### Exercise directions
Put every line of the listing below into a Markdown table with the columns Row and Line, numbering the rows in order and leaving out blank lines.
================
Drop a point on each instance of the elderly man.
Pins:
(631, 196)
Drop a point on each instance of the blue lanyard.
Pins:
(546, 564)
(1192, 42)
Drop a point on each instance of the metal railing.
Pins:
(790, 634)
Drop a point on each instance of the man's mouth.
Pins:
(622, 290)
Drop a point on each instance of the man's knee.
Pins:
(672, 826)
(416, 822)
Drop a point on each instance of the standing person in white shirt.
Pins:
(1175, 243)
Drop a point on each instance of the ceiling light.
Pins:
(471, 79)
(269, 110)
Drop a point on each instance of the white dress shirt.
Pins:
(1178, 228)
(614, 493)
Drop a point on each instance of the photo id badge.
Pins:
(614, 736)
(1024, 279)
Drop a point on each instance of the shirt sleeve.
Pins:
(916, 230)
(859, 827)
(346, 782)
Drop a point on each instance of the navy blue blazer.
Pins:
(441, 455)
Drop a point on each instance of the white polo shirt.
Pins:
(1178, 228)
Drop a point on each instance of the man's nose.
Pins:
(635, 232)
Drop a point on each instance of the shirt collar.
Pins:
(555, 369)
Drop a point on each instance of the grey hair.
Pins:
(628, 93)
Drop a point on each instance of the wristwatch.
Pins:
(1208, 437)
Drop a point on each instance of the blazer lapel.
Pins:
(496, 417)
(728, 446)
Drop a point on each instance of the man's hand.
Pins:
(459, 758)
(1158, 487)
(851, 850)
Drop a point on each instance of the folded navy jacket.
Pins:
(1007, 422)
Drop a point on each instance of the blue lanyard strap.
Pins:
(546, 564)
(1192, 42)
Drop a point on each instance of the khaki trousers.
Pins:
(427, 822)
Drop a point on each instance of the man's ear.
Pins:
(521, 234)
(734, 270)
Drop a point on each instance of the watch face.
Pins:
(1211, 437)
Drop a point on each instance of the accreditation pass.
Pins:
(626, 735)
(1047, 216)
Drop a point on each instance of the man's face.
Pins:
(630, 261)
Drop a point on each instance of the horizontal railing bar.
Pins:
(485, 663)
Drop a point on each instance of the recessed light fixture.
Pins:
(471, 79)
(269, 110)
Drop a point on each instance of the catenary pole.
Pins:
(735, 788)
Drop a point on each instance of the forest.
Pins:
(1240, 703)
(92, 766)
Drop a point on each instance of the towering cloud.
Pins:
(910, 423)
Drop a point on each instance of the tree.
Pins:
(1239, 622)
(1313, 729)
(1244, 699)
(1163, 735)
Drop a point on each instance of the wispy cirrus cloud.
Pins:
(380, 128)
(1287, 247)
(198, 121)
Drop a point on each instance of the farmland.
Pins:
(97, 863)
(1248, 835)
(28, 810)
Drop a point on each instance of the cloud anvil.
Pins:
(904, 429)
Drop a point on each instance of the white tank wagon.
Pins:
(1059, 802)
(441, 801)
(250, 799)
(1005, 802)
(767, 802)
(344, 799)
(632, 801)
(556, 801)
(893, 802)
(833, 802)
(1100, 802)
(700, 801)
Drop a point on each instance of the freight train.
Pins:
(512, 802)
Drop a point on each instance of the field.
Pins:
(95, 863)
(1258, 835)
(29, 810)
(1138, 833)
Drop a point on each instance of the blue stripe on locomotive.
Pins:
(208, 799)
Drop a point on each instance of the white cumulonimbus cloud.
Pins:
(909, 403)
================
### Written response
| Row | Line |
|---|---|
| 1 | Drop a point on each instance of the elderly man. |
| 2 | Pins: |
| 3 | (631, 196) |
| 4 | Drop a point on each instance of the blue lanyard. |
| 5 | Pins: |
| 6 | (546, 564) |
| 7 | (1192, 42) |
| 8 | Drop a point on each instance of the metal railing. |
| 9 | Pins: |
| 10 | (790, 634) |
| 11 | Drop a point on each instance of the man's mouth. |
| 12 | Pins: |
| 13 | (622, 290) |
| 14 | Drop a point on each instance of the man's knee. |
| 15 | Pins: |
| 16 | (672, 826) |
| 17 | (416, 822) |
| 18 | Drop a point on each instance of the standing person in white shirt. |
| 19 | Pins: |
| 20 | (1175, 243) |
| 21 | Drop a point on each instance of the ceiling light. |
| 22 | Pins: |
| 23 | (471, 79) |
| 24 | (269, 110) |
| 25 | Drop a point on each instance of the white dress shirt. |
| 26 | Pins: |
| 27 | (1178, 228) |
| 28 | (614, 493) |
| 29 | Drop a point on each instance of the photo id badge. |
| 30 | Pins: |
| 31 | (614, 736) |
| 32 | (1024, 279) |
| 33 | Drop a point on each instance of the shirt sleeve. |
| 34 | Pins: |
| 35 | (916, 230) |
| 36 | (859, 827) |
| 37 | (346, 782) |
| 38 | Drop a point on each instance of the navy blue blazer. |
| 39 | Pins: |
| 40 | (441, 455) |
| 41 | Drop a point on each instance of the white polo shirt. |
| 42 | Pins: |
| 43 | (1178, 228) |
| 44 | Drop a point on each instance of the man's nose. |
| 45 | Pins: |
| 46 | (635, 232) |
| 47 | Drop a point on each instance of the shirt collar. |
| 48 | Pins: |
| 49 | (555, 369) |
| 50 | Drop a point on each instance of the grey hair. |
| 51 | Pins: |
| 52 | (628, 93) |
| 53 | Drop a point on each instance of the wristwatch. |
| 54 | Pins: |
| 55 | (1208, 437) |
| 56 | Drop a point on each instance of the blazer lapel. |
| 57 | Pins: |
| 58 | (496, 417) |
| 59 | (728, 446) |
| 60 | Drop a point on each instance of the man's hand. |
| 61 | Pins: |
| 62 | (459, 758) |
| 63 | (1158, 487) |
| 64 | (851, 850) |
| 65 | Drop a point on each instance of the folded navy jacket. |
| 66 | Pins: |
| 67 | (1007, 422) |
| 68 | Drop a point on each instance of the blue lanyard strap. |
| 69 | Pins: |
| 70 | (546, 564) |
| 71 | (1192, 42) |
| 72 | Drop a point on each instance of the khaki trousers. |
| 73 | Pins: |
| 74 | (427, 822) |
| 75 | Drop a point on each instance of the man's ear. |
| 76 | Pins: |
| 77 | (521, 234) |
| 78 | (734, 270) |
| 79 | Drop a point on each instance of the watch face. |
| 80 | Pins: |
| 81 | (1211, 437) |
| 82 | Drop a point on each instance of the accreditation pass. |
| 83 | Pins: |
| 84 | (626, 735) |
| 85 | (1047, 216) |
| 86 | Drop a point on each instance of the man's face. |
| 87 | Pins: |
| 88 | (630, 261) |
| 89 | Drop a point on each instance of the horizontal railing bar. |
| 90 | Pins: |
| 91 | (485, 663) |
| 92 | Drop a point on each instance of the recessed light fixture. |
| 93 | Pins: |
| 94 | (471, 79) |
| 95 | (269, 110) |
| 96 | Drop a point on each instance of the catenary pole. |
| 97 | Pins: |
| 98 | (735, 788) |
| 99 | Drop a point on each instance of the forest. |
| 100 | Pins: |
| 101 | (1240, 703) |
| 102 | (92, 766) |
| 103 | Drop a point on each instance of the towering cloud. |
| 104 | Pins: |
| 105 | (910, 423) |
| 106 | Drop a point on each instance of the tree. |
| 107 | Pins: |
| 108 | (1239, 622) |
| 109 | (1313, 729) |
| 110 | (1244, 699) |
| 111 | (1163, 735) |
| 112 | Drop a point on each instance of the wispy cirrus cloud. |
| 113 | Pins: |
| 114 | (380, 128) |
| 115 | (1287, 247) |
| 116 | (198, 121) |
| 117 | Drop a point on each instance of the farmland. |
| 118 | Pins: |
| 119 | (97, 863) |
| 120 | (1248, 835) |
| 121 | (28, 810) |
| 122 | Drop a point on each instance of the cloud anvil. |
| 123 | Pins: |
| 124 | (904, 429) |
| 125 | Drop a point on each instance of the white tank wagon. |
| 126 | Pins: |
| 127 | (1059, 802) |
| 128 | (441, 801) |
| 129 | (250, 799) |
| 130 | (1005, 802) |
| 131 | (767, 802) |
| 132 | (344, 799) |
| 133 | (632, 801) |
| 134 | (556, 801) |
| 135 | (893, 802) |
| 136 | (833, 802) |
| 137 | (1100, 802) |
| 138 | (700, 801) |
| 139 | Drop a point on each instance of the freight train. |
| 140 | Pins: |
| 141 | (512, 802) |
| 142 | Drop a point on each instance of the field. |
| 143 | Pins: |
| 144 | (95, 863) |
| 145 | (1258, 835) |
| 146 | (29, 810) |
| 147 | (1138, 833) |
| 148 | Drop a point on each instance of the blue stripe on locomotive. |
| 149 | Pins: |
| 150 | (208, 799) |
| 151 | Drop a point on each instance of the white cumulonimbus cloud. |
| 152 | Pins: |
| 153 | (909, 403) |